» **Extract**:
Do we actually know how they're degrading? Are there still Pascals out there? If...

hxorr · 2025-10-03T01:34:48 1759455288

I watch a GPU repair guy and its interesting to see the different failure modes...

* memory IC failure

* power delivery component failure

* dead core

* cracked BGA solder joints on core

* damaged PCB due to sag

These issues are compounded by

* huge power consumption and heat output of core and memory, compared to system CPU/memory

* physical size of core leads to more potential for solder joint fracture due to thermal expansion/contraction

* everything needs to fit in PCIe card form factor

* memory and core not socketed, if one fails (or supporting circuitry on the PCB fails) then either expensive repair or the card becomes scrap

* some vendors have cards with design flaws which lead to early failure

* sometimes poor application of thermal paste/pads at factory (eg, only half of core making contact

* and, in my experience in aquiring 4-5 year old GPUs to build gaming PCs with (to sell), almost without fail the thermal paste has dried up and the card is thermal throttling

oskarkk · 2025-10-03T05:47:34 1759470454

These failures of consumer GPUs may be not applicable to datacenter GPUs, as the datacenter ones are used differently, in a controlled environment, have completely different PCBs, different cooling, different power delivery, and are designed for reliability under constant max load.

fennecbutt · 2025-10-03T08:43:17 1759480997

Yeah you're right. Definitely not applicable at all. Especially since nvidia often supplies them tied into the dgx units with cooling etc. Ie a controlled environment.

Consuker gpu you have no idea if they've shoved it into a hotbox of a case or not

chermi · 2025-10-03T20:29:56 1759523396

So, if anything,maybe were underestimating the lifetime of these datacenter GPUs?

Workaccount2 · 2025-10-03T02:07:00 1759457220

Believe it or not, the GPUs from bitcoin farms are often the most reliable.

» **What the task requires**:
In the thread about GPU wear above, which failure modes does the list after "different failure modes" name?

» **Information supplied**:

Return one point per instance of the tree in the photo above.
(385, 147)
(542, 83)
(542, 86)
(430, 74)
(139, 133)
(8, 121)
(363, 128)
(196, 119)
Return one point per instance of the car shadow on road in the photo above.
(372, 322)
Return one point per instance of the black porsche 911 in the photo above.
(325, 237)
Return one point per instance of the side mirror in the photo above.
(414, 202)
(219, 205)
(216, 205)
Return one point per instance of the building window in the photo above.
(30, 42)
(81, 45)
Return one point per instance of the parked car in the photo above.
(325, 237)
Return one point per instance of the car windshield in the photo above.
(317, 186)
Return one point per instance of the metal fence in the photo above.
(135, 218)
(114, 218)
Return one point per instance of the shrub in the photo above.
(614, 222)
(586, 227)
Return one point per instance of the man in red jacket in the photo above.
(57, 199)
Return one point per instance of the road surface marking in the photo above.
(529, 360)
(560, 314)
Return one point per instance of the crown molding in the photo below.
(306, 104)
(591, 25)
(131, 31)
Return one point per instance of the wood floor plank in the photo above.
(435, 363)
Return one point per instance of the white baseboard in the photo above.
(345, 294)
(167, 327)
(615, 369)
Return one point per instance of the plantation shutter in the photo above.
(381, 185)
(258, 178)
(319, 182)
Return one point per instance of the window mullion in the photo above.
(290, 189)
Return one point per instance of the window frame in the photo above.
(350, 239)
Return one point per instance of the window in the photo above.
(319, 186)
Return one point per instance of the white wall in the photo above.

» **Exercise output**:
- memory IC failure
- power delivery component failure
- dead core
- cracked BGA solder joints on core
- damaged PCB due to sag